* WORK INSTRUCTION *
Every entry below needs to be copied exactly.

****

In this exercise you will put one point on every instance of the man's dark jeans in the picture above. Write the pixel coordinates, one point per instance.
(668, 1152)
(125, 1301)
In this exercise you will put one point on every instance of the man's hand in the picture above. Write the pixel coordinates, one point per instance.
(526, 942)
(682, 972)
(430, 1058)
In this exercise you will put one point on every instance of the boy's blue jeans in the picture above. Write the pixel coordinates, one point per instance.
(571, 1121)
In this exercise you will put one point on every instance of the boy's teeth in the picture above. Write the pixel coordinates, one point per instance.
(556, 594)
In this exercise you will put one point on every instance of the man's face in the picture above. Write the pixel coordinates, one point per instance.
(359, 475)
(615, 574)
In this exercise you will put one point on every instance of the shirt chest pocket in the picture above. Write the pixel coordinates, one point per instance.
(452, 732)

****

* EXPECTED ANSWER *
In this exercise you will put one point on every instance of the man's dark jeans in the picture above. Write the pixel coordinates, one point per instance.
(668, 1152)
(125, 1301)
In this exercise you will put one point on every instance of the man's hand in the picture above. Write the pixel coordinates, one point per instance.
(526, 942)
(682, 972)
(430, 1058)
In this exercise you will put one point on every instance of the boy's blue jeans in the picture above. Write the pixel coordinates, one point per instance.
(571, 1121)
In this exercise you will put one point on every instance of the boy's teeth in the picture above. Write the pixel coordinates, one point per instance.
(556, 594)
In this exercise you will put one point on every instance of the man's face in the picture above. Write the pixel coordinates, one point per instance.
(359, 475)
(615, 574)
In this exercise you will put one point on every instance of the shirt chest pocket in the picture above. Write the pixel coordinates, one point per instance.
(452, 732)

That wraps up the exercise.